TASK MATERIAL START

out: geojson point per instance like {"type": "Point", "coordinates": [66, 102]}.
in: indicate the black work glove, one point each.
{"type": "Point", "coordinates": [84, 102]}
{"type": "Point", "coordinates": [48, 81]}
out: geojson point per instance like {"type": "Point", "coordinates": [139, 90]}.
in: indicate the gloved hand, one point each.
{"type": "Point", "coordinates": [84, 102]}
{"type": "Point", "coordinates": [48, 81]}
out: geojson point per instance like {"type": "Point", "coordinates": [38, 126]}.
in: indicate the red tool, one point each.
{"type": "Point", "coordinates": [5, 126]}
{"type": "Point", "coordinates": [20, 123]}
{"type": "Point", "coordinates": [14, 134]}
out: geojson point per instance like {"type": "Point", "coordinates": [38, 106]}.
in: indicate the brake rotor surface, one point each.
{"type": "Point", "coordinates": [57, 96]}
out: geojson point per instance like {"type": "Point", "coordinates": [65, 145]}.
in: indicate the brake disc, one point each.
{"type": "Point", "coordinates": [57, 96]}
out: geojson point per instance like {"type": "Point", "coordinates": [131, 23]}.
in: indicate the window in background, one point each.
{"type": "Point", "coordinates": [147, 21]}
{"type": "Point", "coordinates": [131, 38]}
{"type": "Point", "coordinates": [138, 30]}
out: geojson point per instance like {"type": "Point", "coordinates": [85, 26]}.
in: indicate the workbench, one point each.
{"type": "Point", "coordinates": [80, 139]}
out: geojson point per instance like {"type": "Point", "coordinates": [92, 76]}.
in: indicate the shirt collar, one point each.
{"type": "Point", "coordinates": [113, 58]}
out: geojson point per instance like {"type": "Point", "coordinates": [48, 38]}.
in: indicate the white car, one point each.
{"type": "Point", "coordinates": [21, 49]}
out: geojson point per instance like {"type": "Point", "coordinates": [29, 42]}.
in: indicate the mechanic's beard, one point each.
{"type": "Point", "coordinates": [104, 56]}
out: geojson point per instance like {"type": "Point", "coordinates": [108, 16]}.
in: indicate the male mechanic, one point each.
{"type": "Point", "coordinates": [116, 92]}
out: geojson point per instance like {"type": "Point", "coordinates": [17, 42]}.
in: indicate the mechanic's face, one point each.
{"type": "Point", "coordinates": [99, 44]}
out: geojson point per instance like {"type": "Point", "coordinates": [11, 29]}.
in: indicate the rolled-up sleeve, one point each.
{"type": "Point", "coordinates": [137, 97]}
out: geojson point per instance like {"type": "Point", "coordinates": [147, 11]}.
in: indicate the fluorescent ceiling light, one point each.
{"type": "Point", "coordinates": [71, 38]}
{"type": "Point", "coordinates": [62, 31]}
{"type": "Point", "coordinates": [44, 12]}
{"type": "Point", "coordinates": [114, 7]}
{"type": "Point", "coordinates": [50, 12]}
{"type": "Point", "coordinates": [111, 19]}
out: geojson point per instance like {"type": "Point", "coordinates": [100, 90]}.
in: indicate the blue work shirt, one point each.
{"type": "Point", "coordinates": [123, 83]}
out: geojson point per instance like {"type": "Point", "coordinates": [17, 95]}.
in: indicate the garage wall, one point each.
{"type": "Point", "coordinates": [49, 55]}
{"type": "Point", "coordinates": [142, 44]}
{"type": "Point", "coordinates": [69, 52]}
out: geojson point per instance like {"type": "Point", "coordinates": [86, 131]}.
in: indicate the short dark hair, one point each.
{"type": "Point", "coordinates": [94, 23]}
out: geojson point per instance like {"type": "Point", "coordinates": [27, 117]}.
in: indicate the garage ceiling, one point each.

TASK MATERIAL END

_DESCRIPTION OF THE TASK_
Could you retype every line of the data exactly?

_FINISHED EXERCISE_
out: geojson point per instance like {"type": "Point", "coordinates": [66, 102]}.
in: indicate the black work glove, one point each.
{"type": "Point", "coordinates": [84, 102]}
{"type": "Point", "coordinates": [48, 81]}
out: geojson point per instance like {"type": "Point", "coordinates": [139, 90]}.
in: indicate the gloved hand, one point each.
{"type": "Point", "coordinates": [84, 102]}
{"type": "Point", "coordinates": [48, 81]}
out: geojson point per instance like {"type": "Point", "coordinates": [38, 126]}.
in: indicate the red tool, one point each.
{"type": "Point", "coordinates": [5, 126]}
{"type": "Point", "coordinates": [20, 123]}
{"type": "Point", "coordinates": [14, 134]}
out: geojson point per instance like {"type": "Point", "coordinates": [38, 106]}.
in: indicate the brake rotor surface, one point each.
{"type": "Point", "coordinates": [57, 96]}
out: geojson point per instance like {"type": "Point", "coordinates": [65, 145]}.
in: indicate the brake disc, one point each.
{"type": "Point", "coordinates": [57, 96]}
out: geojson point per instance like {"type": "Point", "coordinates": [131, 23]}.
in: indicate the window in background, one point each.
{"type": "Point", "coordinates": [147, 21]}
{"type": "Point", "coordinates": [131, 38]}
{"type": "Point", "coordinates": [138, 30]}
out: geojson point per instance like {"type": "Point", "coordinates": [85, 26]}.
in: indicate the workbench, one point each.
{"type": "Point", "coordinates": [80, 139]}
out: geojson point per instance like {"type": "Point", "coordinates": [92, 76]}.
in: indicate the shirt collar, one point each.
{"type": "Point", "coordinates": [113, 58]}
out: geojson point per instance like {"type": "Point", "coordinates": [48, 38]}.
in: indicate the white car, one point each.
{"type": "Point", "coordinates": [21, 49]}
out: geojson point per instance like {"type": "Point", "coordinates": [29, 42]}.
in: indicate the mechanic's beard, one point each.
{"type": "Point", "coordinates": [104, 56]}
out: geojson point per instance like {"type": "Point", "coordinates": [108, 16]}.
in: indicate the male mechanic, one point each.
{"type": "Point", "coordinates": [116, 92]}
out: geojson point per instance like {"type": "Point", "coordinates": [17, 42]}.
in: indicate the mechanic's face, one point each.
{"type": "Point", "coordinates": [99, 44]}
out: geojson point per instance like {"type": "Point", "coordinates": [11, 29]}.
in: indicate the rolled-up sleeve, one point each.
{"type": "Point", "coordinates": [137, 97]}
out: geojson point per instance like {"type": "Point", "coordinates": [147, 11]}.
in: indicate the fluorescent ceiling light, one point each.
{"type": "Point", "coordinates": [71, 38]}
{"type": "Point", "coordinates": [62, 31]}
{"type": "Point", "coordinates": [44, 12]}
{"type": "Point", "coordinates": [114, 7]}
{"type": "Point", "coordinates": [50, 12]}
{"type": "Point", "coordinates": [111, 19]}
out: geojson point per instance like {"type": "Point", "coordinates": [100, 90]}.
in: indicate the blue work shirt, one point each.
{"type": "Point", "coordinates": [123, 83]}
out: geojson point per instance like {"type": "Point", "coordinates": [17, 95]}.
in: indicate the garage wall, one point each.
{"type": "Point", "coordinates": [49, 55]}
{"type": "Point", "coordinates": [142, 44]}
{"type": "Point", "coordinates": [69, 52]}
out: geojson point per instance like {"type": "Point", "coordinates": [86, 131]}.
in: indicate the short dark hair, one point each.
{"type": "Point", "coordinates": [94, 23]}
out: geojson point per instance like {"type": "Point", "coordinates": [27, 117]}.
in: indicate the garage ceiling, one point each.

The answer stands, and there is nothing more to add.